WORK ORDER A:
In the post on normal pressure hydrocephalus, which imaging method is said to show the condition much better than CT?
WORK ORDER B:
Shorten the paragraph of the post on normal pressure hydrocephalus that begins "There was an article in the Abstracts recently" into one sentence that keeps its main facts.
WORK ORDER C:
For each statement, answer yes or no according to the post on normal pressure hydrocephalus, and quote the words that decide it: (i) Pressures are normal in the condition, at least on LP. (ii) The condition is easy to see on imaging in older people. (iii) Its likely cause is obstruction of the arachnoid villi.

SOURCE TEXT:
++++++++
There was an article in the Abstracts recently by Djukic in 2015 that looked at how often you can find a potentially reversible cause of dementia. Billy Mallon wrote a nice essay on it. We reviewed the paper over on the RCEM FOAMed podcast
Case courtesy of A.Prof Frank Gaillard, Radiopaedia.org. From the case rID: 7258
That in itself but something that cropped up that i was blissfully unaware of was normal pressure hydrocephalus. The entity itself seems somewhat controversial but here’s the gist of it
- a communicating hydropcephalus
- enlarged verntricles but normal pressures, at least on LP
- the classic triad (you kneww there was going to be a triad didn’t you?)
- gait disturbance
- urinary incontinence
- the pathophysiology is likely obstruction of the arachnoid villi like in SAH causing a chronic build up of fluid.
- tricky to see on imaging as it’s usually old folk with atrophy who tend to have slightly big ventricles to start with. The key seems to be that the ventricles are our of proportion to the cortical sulcal enlargement
- Can be seen on CT but MRI much better (what a surprise)
++++++++
INPUT DATA:
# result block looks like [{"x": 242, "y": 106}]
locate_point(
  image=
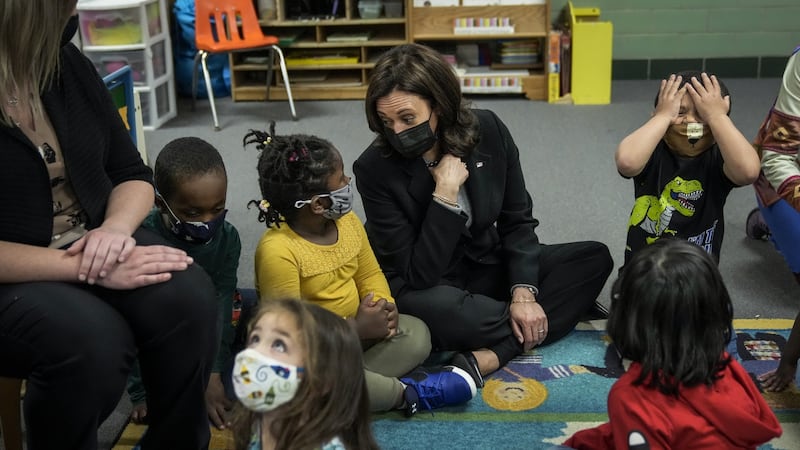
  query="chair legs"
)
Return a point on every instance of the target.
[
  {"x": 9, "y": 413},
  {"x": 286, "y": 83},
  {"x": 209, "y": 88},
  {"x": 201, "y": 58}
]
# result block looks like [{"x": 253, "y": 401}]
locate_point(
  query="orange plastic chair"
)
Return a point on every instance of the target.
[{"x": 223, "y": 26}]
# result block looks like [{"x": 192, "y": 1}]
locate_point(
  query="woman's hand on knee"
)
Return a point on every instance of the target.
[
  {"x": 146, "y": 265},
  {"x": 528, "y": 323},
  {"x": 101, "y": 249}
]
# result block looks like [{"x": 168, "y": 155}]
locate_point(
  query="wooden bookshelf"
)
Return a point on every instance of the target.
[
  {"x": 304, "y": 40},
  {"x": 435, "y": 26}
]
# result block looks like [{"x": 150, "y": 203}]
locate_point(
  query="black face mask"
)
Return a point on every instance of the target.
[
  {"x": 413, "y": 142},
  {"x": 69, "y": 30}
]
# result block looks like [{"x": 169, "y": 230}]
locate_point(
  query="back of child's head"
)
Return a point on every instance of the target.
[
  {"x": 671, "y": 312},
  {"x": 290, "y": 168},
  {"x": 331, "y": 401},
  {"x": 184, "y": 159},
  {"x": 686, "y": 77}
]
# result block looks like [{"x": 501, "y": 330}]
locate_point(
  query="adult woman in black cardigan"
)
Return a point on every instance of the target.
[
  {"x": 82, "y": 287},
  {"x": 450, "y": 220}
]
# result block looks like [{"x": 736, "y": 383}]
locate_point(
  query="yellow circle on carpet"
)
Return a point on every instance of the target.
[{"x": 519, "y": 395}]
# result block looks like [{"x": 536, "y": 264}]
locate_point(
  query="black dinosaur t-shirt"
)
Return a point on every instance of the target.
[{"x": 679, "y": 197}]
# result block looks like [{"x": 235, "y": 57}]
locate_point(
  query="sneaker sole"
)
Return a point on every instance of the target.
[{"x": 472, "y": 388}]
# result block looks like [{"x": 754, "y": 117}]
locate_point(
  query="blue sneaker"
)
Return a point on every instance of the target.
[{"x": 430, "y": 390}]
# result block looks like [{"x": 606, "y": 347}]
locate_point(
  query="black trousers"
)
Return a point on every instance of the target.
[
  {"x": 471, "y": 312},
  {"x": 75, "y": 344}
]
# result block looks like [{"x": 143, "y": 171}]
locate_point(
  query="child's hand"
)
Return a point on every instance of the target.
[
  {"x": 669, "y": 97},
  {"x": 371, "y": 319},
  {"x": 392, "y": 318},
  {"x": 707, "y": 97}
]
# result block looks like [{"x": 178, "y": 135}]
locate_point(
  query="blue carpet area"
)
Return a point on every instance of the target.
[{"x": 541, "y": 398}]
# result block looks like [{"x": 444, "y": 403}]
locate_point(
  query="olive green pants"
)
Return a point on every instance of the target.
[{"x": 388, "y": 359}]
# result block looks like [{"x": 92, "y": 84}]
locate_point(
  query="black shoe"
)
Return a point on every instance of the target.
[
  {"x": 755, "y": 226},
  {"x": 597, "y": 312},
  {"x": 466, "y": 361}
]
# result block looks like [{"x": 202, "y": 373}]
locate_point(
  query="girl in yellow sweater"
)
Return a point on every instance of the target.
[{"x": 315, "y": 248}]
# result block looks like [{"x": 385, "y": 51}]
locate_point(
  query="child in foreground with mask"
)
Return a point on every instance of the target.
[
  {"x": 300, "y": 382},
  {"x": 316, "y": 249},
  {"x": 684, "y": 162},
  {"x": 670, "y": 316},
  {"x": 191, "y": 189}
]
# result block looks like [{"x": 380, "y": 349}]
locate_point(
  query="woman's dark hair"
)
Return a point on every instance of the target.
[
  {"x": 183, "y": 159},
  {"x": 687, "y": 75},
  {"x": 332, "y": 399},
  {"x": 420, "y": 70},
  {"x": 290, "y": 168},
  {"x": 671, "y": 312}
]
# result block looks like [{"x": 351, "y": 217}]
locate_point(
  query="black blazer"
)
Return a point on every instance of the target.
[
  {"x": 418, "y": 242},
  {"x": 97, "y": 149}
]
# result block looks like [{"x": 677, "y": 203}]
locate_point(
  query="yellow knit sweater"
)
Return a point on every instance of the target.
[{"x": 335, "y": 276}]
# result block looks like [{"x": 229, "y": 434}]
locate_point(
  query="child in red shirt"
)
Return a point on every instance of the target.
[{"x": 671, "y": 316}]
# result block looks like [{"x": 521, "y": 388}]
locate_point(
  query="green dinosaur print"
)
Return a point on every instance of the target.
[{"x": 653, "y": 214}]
++++++++
RESULT A:
MRI

RESULT B:
A 2015 article by Djukic in the Abstracts examined how often a potentially reversible cause of dementia can be found, and Billy Mallon wrote an essay on it, while the paper was reviewed on the RCEM FOAMed podcast.

RESULT C:
(i) Yes: "enlarged verntricles but normal pressures, at least on LP"
(ii) No: "tricky to see on imaging as it’s usually old folk with atrophy who tend to have slightly big ventricles to start with"
(iii) Yes: "the pathophysiology is likely obstruction of the arachnoid villi like in SAH causing a chronic build up of fluid"